-- BEGIN --
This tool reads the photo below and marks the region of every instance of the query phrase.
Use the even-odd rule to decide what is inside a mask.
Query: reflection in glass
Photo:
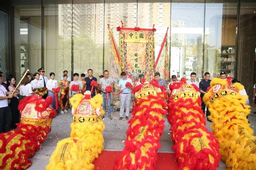
[[[34,73],[41,67],[41,6],[13,2],[15,69],[19,82],[28,69]]]
[[[238,1],[206,1],[204,69],[213,77],[219,77],[220,72],[224,72],[233,78],[236,69]]]
[[[64,70],[71,78],[72,4],[58,4],[55,1],[44,2],[44,62],[45,74],[55,73],[55,79],[60,81]],[[56,3],[54,3],[55,2]]]
[[[8,15],[1,11],[0,11],[0,71],[3,72],[5,78],[10,73],[9,29]]]
[[[74,1],[74,71],[85,73],[87,76],[87,70],[92,69],[98,79],[103,71],[104,1],[84,4]]]
[[[196,80],[202,78],[204,1],[198,3],[172,3],[171,75]],[[183,3],[184,2],[184,3]]]

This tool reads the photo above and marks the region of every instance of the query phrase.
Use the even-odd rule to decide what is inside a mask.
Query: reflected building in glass
[[[88,2],[90,2],[90,3]],[[44,67],[58,81],[89,69],[111,69],[107,24],[116,42],[121,26],[152,28],[157,56],[166,32],[170,74],[196,80],[222,71],[240,80],[250,98],[256,79],[256,2],[246,0],[3,0],[0,70],[18,81]],[[118,48],[118,46],[117,47]]]

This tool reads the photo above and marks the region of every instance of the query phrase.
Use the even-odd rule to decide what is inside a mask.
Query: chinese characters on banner
[[[160,72],[163,78],[169,81],[167,31],[155,63],[154,32],[156,30],[154,26],[152,29],[123,26],[117,28],[119,32],[119,55],[109,26],[108,34],[111,75],[115,81],[120,78],[122,71],[125,71],[133,81],[138,80],[141,74],[150,81],[156,71]]]
[[[119,33],[121,69],[133,80],[141,74],[152,77],[155,63],[154,31],[136,28],[122,28]]]

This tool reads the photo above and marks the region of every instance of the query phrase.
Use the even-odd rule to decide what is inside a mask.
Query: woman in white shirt
[[[37,90],[33,91],[32,90],[32,85],[29,82],[29,79],[27,76],[25,77],[21,82],[21,85],[20,87],[20,94],[24,99],[26,97],[31,96],[34,93],[37,92]]]
[[[35,79],[31,81],[31,84],[32,85],[32,88],[33,89],[36,88],[40,88],[44,87],[44,83],[42,81],[39,80],[40,74],[38,73],[36,73],[34,75]]]
[[[54,97],[54,94],[55,92],[52,90],[52,88],[56,88],[59,87],[57,84],[57,81],[54,80],[55,78],[55,74],[53,73],[50,73],[50,77],[51,79],[47,81],[46,84],[46,87],[48,89],[48,93],[47,96],[51,96],[52,97],[52,107],[56,109],[55,107],[55,102],[58,102],[58,101],[55,101],[55,97]]]

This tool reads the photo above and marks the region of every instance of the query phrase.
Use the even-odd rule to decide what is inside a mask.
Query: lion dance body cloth
[[[245,105],[248,96],[238,83],[214,78],[204,101],[211,112],[211,127],[220,142],[221,159],[227,168],[256,169],[256,138],[246,117],[250,112]]]
[[[56,114],[50,105],[52,98],[45,100],[32,95],[20,101],[18,109],[21,121],[17,130],[0,134],[0,169],[24,169],[32,164],[28,158],[40,149],[51,130]]]
[[[215,169],[220,156],[219,142],[205,127],[198,88],[186,79],[171,84],[167,119],[172,125],[172,149],[180,169]]]
[[[156,83],[145,82],[133,90],[137,103],[126,131],[125,146],[116,162],[116,169],[154,169],[160,136],[164,128],[163,115],[167,113],[166,92]]]
[[[100,94],[91,99],[90,91],[84,94],[70,99],[74,114],[71,137],[58,143],[46,169],[93,169],[92,163],[103,149],[105,126],[100,117],[104,113],[103,99]]]

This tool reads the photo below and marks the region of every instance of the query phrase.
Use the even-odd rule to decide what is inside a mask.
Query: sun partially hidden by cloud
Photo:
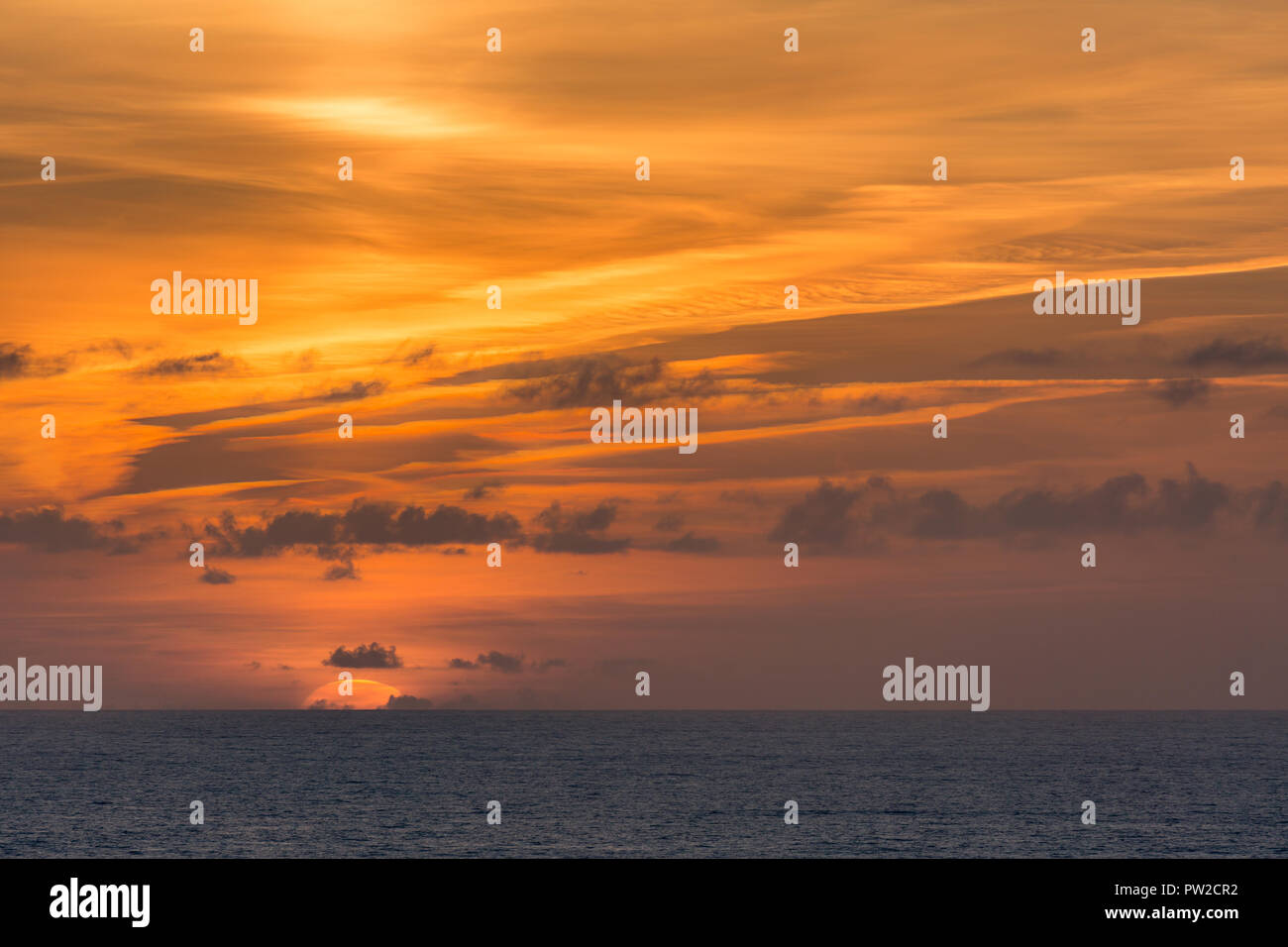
-- END --
What is required | Reproduce all of the rows above verbatim, leaving out the pictures.

The answer |
This tool reads the photo below and marks the region of every instance of the query phrase.
Use the even-odd rule to decide what is inside a mask.
Query: reflection in glass
Photo:
[[[34,73],[41,67],[41,6],[13,2],[15,69],[19,82],[28,69]]]
[[[238,1],[206,1],[204,69],[213,77],[219,77],[220,72],[224,72],[233,78],[236,69]]]
[[[64,70],[71,78],[72,4],[58,4],[55,1],[44,2],[44,62],[45,74],[55,73],[55,79],[60,81]],[[56,3],[54,3],[55,2]]]
[[[8,15],[1,11],[0,11],[0,71],[3,72],[5,78],[10,73],[9,29]]]
[[[74,1],[74,71],[85,73],[87,76],[87,70],[92,69],[98,79],[103,71],[104,1],[84,4]]]
[[[196,80],[202,78],[204,1],[198,3],[172,3],[171,75]],[[183,3],[184,2],[184,3]]]

This tool reads the photo above and marks the region of every instance of the query phrase.
Use the even-odd rule to decide what is inside a mask.
Query: reflected building in glass
[[[88,2],[90,2],[90,3]],[[44,67],[58,81],[89,69],[111,69],[107,24],[116,42],[121,26],[152,28],[157,56],[166,32],[170,74],[196,80],[222,71],[240,80],[250,98],[256,79],[256,2],[246,0],[3,0],[0,70],[18,81]],[[118,48],[118,46],[117,47]]]

This tool reads the photo above and marks the region of every instance of the query phrase.
Use the even-odd rule to decide what is inside a mask.
Query: chinese characters on banner
[[[160,72],[163,78],[169,81],[167,31],[155,63],[154,32],[156,30],[154,26],[152,29],[123,26],[117,28],[119,32],[119,55],[109,26],[108,34],[111,75],[115,81],[120,78],[122,71],[125,71],[133,81],[138,80],[141,74],[150,81],[156,71]]]
[[[119,33],[121,69],[133,80],[141,74],[152,77],[155,63],[154,31],[136,28],[122,28]]]

This tool reads the photo above and marks the region of every instance of the query phrase.
Use the even-odd rule to decide what is inside a mask.
Query: woman in white shirt
[[[37,90],[33,91],[32,90],[32,85],[29,82],[29,79],[27,76],[25,77],[21,82],[21,85],[20,87],[20,94],[24,99],[26,97],[31,96],[34,93],[37,92]]]
[[[35,79],[31,81],[31,84],[32,85],[32,88],[33,89],[36,88],[40,88],[44,87],[44,83],[42,81],[39,80],[40,74],[38,73],[36,73],[34,75]]]
[[[54,97],[54,94],[55,92],[52,90],[52,88],[56,88],[59,87],[57,84],[57,81],[54,80],[55,78],[55,74],[53,73],[50,73],[50,77],[51,79],[47,81],[46,84],[46,87],[48,89],[48,93],[47,96],[51,96],[52,97],[52,107],[56,109],[55,107],[55,102],[58,102],[58,101],[55,101],[55,97]]]

This tool reads the photo above and marks the region of every instance of the query phrase.
Use the even-odd rule to decide what is inside a mask.
Query: lion dance body cloth
[[[245,105],[248,96],[238,83],[214,78],[204,101],[211,112],[211,127],[220,142],[221,159],[227,168],[256,169],[256,138],[246,117],[250,112]]]
[[[56,114],[50,105],[52,98],[45,100],[32,95],[20,101],[18,109],[21,121],[17,130],[0,134],[0,169],[24,169],[32,164],[28,158],[40,149],[51,130]]]
[[[215,169],[220,156],[219,142],[205,127],[198,88],[186,79],[171,84],[167,119],[172,125],[172,149],[180,169]]]
[[[156,83],[145,82],[133,90],[137,103],[126,131],[125,146],[116,162],[116,169],[154,169],[160,136],[164,128],[163,115],[167,113],[166,92]]]
[[[100,94],[91,99],[90,91],[84,94],[70,99],[74,114],[71,137],[58,143],[46,169],[93,169],[92,163],[103,149],[105,126],[100,117],[104,113],[103,99]]]

This tool reads the photo below and marks the region of every instance of the query phrase.
Use the even-odd rule to decide what is inside a mask.
Query: sun partially hidden by cloud
Photo:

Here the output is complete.